** start Given entries **
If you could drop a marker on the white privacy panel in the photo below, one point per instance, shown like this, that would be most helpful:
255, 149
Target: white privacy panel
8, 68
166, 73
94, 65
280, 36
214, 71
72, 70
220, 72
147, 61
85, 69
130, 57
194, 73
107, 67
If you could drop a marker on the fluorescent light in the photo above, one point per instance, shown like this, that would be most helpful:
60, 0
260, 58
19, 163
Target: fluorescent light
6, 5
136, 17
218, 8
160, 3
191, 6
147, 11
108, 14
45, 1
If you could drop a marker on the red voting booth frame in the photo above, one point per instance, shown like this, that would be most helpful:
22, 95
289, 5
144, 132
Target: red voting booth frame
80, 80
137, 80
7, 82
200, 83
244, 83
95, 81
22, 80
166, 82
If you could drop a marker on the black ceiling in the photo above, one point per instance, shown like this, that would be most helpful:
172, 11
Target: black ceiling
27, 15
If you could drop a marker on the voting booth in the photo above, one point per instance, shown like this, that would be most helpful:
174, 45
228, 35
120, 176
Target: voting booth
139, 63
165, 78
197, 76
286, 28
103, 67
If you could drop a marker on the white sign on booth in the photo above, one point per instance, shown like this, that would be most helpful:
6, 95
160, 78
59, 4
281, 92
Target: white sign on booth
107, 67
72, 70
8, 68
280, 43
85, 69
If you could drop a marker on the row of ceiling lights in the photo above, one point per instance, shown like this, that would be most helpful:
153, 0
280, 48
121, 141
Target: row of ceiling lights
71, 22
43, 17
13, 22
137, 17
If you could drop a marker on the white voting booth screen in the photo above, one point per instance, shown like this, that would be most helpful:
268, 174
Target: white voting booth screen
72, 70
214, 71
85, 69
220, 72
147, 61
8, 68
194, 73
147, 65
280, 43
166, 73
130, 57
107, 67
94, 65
** end Given entries **
The request:
Produce an exact copy of all the records.

Response to this task:
If you could drop a marker on the white privacy panel in the photo below, one point per instance, shown like this, that would be most helpful:
255, 149
Target: white privacy panel
8, 68
166, 73
94, 65
280, 36
214, 71
72, 70
220, 72
147, 61
85, 69
130, 57
194, 73
107, 67
If you could drop a marker on the fluorescent light in the photo above, one point per instance, shown like this, that would be most helpful:
60, 0
260, 58
19, 163
Target: fluorescent light
6, 5
136, 17
218, 8
160, 3
191, 6
147, 11
108, 14
45, 1
If you could drop a marker on the red voting booth frame in the photo above, one point per instance, shown like this, that would be most helpful:
22, 95
289, 5
144, 132
Target: red voting booth frame
80, 80
137, 80
7, 82
200, 83
244, 83
95, 81
22, 80
166, 82
If you could drop a marker on the black ceiling in the photo above, one point per instance, shown like this, that would be most helpful:
172, 11
Target: black ceiling
27, 15
If you could drop a marker on the voting booth in the photo above, one point per instance, shown like this, that would be most helpful:
174, 45
228, 35
120, 176
Target: voting booth
139, 63
165, 78
197, 76
286, 28
103, 67
If you could drop a marker on the white sign on booth in the photo above, one point per instance, shown like this, that would be most helpful:
6, 95
160, 78
59, 4
281, 92
Target: white sign on booth
107, 67
72, 70
8, 68
280, 43
85, 69
If you could drop a marker on the row of ceiling lights in the photo above, one point per instance, shown like this, that would be most helpful:
153, 0
280, 48
121, 141
Target: row of ceiling lights
71, 22
43, 17
13, 22
137, 17
If you could drop a marker on the white voting booth screen in the photo above, one point per instance, shown like this, that would be most helpful:
268, 174
Target: white voting booth screen
72, 70
214, 71
85, 69
220, 72
147, 61
8, 68
194, 73
147, 65
280, 43
166, 73
130, 57
107, 67
94, 65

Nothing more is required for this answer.